▸ **Instructions for the task**:
Would you restate, exactly as they appear, the lines from the one containing "of the wheat" through the end of the data below?

▸ **Records for this task**:

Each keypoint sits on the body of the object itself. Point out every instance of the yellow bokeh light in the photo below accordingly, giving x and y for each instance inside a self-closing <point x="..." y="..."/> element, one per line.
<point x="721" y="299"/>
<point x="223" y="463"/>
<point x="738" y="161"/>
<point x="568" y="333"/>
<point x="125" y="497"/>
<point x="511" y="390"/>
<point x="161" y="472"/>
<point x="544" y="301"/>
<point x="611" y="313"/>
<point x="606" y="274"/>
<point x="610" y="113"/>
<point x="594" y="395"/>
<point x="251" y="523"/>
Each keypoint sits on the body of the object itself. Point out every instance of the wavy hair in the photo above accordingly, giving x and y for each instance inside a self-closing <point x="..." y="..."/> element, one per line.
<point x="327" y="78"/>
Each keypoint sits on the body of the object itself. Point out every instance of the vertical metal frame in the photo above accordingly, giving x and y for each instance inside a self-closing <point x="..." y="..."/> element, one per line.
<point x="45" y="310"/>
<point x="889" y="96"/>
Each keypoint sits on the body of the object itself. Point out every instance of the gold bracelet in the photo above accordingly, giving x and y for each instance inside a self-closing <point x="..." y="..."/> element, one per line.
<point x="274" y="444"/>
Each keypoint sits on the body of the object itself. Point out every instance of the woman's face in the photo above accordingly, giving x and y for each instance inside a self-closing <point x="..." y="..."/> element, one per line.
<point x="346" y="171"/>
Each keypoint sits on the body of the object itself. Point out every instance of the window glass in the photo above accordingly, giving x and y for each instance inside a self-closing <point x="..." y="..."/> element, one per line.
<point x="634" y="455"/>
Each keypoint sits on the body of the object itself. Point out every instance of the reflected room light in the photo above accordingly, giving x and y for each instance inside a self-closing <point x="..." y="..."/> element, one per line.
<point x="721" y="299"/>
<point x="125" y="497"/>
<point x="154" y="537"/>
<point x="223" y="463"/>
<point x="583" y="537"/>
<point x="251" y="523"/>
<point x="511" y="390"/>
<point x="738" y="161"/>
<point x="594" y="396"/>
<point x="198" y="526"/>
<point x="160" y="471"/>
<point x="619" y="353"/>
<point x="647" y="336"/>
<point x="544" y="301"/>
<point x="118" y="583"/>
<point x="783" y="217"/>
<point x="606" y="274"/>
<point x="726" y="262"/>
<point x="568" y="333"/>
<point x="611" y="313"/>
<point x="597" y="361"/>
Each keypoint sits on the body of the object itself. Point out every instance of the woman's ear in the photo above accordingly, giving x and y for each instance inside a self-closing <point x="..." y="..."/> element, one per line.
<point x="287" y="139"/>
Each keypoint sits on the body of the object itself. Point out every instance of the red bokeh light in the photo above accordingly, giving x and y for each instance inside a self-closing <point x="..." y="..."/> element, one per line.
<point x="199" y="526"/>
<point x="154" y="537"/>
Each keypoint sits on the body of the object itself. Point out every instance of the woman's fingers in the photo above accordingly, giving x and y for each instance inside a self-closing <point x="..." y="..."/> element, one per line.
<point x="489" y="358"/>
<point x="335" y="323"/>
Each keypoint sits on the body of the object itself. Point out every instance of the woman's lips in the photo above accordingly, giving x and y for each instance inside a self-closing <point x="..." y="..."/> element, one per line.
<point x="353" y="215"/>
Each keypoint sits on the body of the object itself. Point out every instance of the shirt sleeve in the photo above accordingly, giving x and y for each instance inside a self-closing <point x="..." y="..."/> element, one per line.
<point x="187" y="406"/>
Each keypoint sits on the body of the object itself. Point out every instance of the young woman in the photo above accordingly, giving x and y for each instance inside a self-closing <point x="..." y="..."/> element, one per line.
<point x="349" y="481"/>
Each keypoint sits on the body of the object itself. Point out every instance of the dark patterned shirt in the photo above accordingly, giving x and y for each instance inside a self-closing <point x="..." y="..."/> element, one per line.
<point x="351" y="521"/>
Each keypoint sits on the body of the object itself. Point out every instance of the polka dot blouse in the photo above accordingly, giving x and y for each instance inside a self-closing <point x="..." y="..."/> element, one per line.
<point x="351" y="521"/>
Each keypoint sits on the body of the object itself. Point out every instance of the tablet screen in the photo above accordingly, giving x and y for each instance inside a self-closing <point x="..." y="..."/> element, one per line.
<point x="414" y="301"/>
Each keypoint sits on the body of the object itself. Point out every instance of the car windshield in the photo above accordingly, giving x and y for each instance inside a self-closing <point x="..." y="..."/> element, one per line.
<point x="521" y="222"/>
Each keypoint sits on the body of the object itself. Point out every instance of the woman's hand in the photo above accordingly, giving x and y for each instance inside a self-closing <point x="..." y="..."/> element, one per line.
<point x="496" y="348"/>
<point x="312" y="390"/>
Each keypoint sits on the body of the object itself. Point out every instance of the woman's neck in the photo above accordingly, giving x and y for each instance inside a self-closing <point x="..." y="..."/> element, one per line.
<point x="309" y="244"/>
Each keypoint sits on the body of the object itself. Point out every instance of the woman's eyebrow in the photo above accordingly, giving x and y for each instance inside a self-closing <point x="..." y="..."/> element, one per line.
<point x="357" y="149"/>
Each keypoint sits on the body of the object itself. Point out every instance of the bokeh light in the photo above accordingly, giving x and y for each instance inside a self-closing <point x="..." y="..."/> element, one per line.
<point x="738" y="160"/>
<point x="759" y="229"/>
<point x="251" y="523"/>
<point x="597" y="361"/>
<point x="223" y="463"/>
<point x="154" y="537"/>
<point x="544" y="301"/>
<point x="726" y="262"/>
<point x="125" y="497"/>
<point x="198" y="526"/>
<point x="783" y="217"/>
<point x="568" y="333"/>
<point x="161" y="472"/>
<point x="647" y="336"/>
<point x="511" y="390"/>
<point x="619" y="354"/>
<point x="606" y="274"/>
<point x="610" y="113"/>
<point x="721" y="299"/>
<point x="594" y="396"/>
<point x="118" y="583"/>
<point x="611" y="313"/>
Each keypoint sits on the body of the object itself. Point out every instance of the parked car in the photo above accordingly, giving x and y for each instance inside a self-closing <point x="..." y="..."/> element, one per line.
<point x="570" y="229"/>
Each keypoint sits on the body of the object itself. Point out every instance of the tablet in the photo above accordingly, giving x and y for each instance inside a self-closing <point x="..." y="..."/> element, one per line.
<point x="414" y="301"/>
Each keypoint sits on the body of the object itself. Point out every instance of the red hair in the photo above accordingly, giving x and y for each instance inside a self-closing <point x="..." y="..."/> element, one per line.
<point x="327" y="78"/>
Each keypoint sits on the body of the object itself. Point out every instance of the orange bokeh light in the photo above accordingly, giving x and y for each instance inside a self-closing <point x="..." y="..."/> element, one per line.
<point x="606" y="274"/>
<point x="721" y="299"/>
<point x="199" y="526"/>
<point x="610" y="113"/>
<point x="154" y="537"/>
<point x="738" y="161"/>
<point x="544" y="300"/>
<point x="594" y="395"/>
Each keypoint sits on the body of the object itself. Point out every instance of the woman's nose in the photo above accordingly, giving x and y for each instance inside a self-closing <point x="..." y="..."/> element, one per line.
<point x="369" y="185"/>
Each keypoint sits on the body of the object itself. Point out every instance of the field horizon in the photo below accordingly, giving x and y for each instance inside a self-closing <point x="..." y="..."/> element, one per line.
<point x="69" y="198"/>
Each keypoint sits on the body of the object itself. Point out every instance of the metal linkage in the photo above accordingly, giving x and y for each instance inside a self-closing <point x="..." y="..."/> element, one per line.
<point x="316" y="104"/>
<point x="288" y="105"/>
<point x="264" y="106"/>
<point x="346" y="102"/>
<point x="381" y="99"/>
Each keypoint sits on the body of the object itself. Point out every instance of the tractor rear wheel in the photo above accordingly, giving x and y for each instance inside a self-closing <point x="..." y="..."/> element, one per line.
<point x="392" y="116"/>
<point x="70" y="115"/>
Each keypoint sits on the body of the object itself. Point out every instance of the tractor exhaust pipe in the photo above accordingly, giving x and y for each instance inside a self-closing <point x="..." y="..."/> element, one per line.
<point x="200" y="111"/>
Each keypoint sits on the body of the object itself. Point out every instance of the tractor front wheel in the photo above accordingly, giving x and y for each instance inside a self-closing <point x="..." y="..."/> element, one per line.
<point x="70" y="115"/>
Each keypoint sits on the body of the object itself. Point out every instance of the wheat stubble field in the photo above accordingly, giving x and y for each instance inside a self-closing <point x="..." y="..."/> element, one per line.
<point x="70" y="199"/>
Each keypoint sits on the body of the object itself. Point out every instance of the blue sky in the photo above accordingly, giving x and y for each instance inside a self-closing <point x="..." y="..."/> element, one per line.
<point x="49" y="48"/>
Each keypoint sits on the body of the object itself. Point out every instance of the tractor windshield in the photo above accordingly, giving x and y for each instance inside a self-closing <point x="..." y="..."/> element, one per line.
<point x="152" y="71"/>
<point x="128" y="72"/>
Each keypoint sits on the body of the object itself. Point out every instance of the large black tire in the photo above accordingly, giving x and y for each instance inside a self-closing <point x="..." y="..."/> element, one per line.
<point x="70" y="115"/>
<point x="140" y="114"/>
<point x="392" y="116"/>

▸ **Answer to this exercise**:
Each keypoint sits on the body of the object itself. Point out every instance of the wheat stubble field in the photo above accordingly, giving x and y for each instance inside a self-closing <point x="..." y="..."/> element, one per line.
<point x="70" y="199"/>
Each keypoint sits on the body of the object itself. Point out every instance of the blue sky in the photo above accordingly, giving x and y for each instance inside a self-closing <point x="..." y="..."/> element, one per line.
<point x="49" y="48"/>
Each keypoint sits on the body of the object itself. Point out every instance of the tractor windshield in the photo above accordingly, giving x and y for each instance inside a self-closing <point x="..." y="..."/> element, one per line.
<point x="152" y="71"/>
<point x="128" y="72"/>
Each keypoint sits on the body of the object itself. Point out every instance of the large black tire in the photo above accordingly, giving x and y for each instance inside a self-closing <point x="..." y="..."/> element, one per line.
<point x="70" y="115"/>
<point x="140" y="114"/>
<point x="392" y="116"/>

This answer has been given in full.